**STATED PROBLEM**
Please show every line in the records below that contains the word "spiny", copying each such line in full.

====== DATA TO PROCESS ======

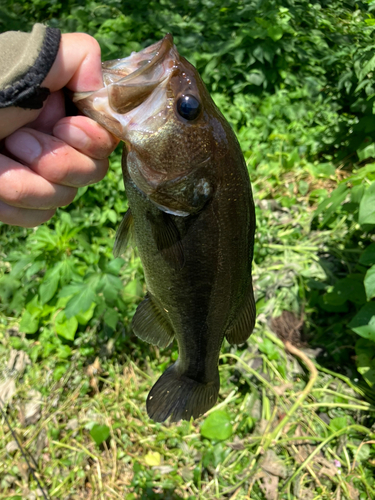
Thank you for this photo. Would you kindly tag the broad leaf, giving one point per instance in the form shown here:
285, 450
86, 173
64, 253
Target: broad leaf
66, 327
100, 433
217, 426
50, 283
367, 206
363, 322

======
====== DATA TO PROCESS ======

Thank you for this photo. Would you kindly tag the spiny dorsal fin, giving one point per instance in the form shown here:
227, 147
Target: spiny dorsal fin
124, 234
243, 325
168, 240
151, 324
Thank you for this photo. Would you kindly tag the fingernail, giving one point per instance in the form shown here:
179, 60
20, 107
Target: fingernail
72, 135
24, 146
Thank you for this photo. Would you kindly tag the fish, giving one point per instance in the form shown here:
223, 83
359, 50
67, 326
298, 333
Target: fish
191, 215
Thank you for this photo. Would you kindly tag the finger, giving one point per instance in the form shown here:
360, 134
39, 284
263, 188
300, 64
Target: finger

======

**OUTPUT FOR THIS TASK**
Thank you for this photo. Would you kindly tag the spiny dorsal fin, giving one point per instance in the form shown here:
Target: spiny dorsal fin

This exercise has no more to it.